** BEGIN Data rows **

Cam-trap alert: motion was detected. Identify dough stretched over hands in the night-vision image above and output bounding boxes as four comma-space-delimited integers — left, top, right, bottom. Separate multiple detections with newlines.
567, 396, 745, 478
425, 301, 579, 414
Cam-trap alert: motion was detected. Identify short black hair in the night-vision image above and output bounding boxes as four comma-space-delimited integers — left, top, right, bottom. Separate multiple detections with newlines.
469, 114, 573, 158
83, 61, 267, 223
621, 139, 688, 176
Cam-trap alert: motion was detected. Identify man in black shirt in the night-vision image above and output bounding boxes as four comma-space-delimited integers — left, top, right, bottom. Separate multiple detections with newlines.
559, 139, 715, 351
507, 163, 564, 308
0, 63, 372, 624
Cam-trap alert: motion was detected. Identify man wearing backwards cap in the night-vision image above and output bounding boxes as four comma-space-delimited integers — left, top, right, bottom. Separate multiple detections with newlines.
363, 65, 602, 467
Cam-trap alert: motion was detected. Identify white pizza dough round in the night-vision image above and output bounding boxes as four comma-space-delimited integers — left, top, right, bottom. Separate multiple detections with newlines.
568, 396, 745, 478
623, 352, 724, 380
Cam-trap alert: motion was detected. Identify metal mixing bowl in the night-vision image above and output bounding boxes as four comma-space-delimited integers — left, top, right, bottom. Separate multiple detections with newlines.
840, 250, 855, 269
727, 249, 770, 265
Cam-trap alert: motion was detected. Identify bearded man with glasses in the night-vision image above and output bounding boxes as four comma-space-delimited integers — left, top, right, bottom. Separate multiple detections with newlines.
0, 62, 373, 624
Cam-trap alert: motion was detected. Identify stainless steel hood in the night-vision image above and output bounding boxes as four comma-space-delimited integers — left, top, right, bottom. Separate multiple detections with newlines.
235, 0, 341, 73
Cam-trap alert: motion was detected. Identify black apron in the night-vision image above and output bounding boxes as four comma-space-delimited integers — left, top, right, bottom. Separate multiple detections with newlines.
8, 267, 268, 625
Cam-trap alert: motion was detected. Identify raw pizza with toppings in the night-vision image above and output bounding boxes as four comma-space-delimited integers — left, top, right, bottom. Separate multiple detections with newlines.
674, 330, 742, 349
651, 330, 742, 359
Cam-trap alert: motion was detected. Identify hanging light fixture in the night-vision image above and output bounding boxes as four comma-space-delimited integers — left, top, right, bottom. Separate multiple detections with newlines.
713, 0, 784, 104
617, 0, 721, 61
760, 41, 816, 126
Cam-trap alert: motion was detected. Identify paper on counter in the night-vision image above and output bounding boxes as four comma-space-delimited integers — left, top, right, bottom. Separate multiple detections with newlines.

** END Data rows **

== What you should do ==
Please pull out the rows verbatim, beginning with the very first one and stopping after the line that contains "425, 301, 579, 414".

== Complete answer ==
Cam-trap alert: motion was detected. Identify dough stretched over hands in the night-vision image above and output bounding boxes as four comma-space-delimited integers — left, top, right, bottom. Separate multiple detections with newlines.
567, 396, 745, 478
425, 301, 579, 414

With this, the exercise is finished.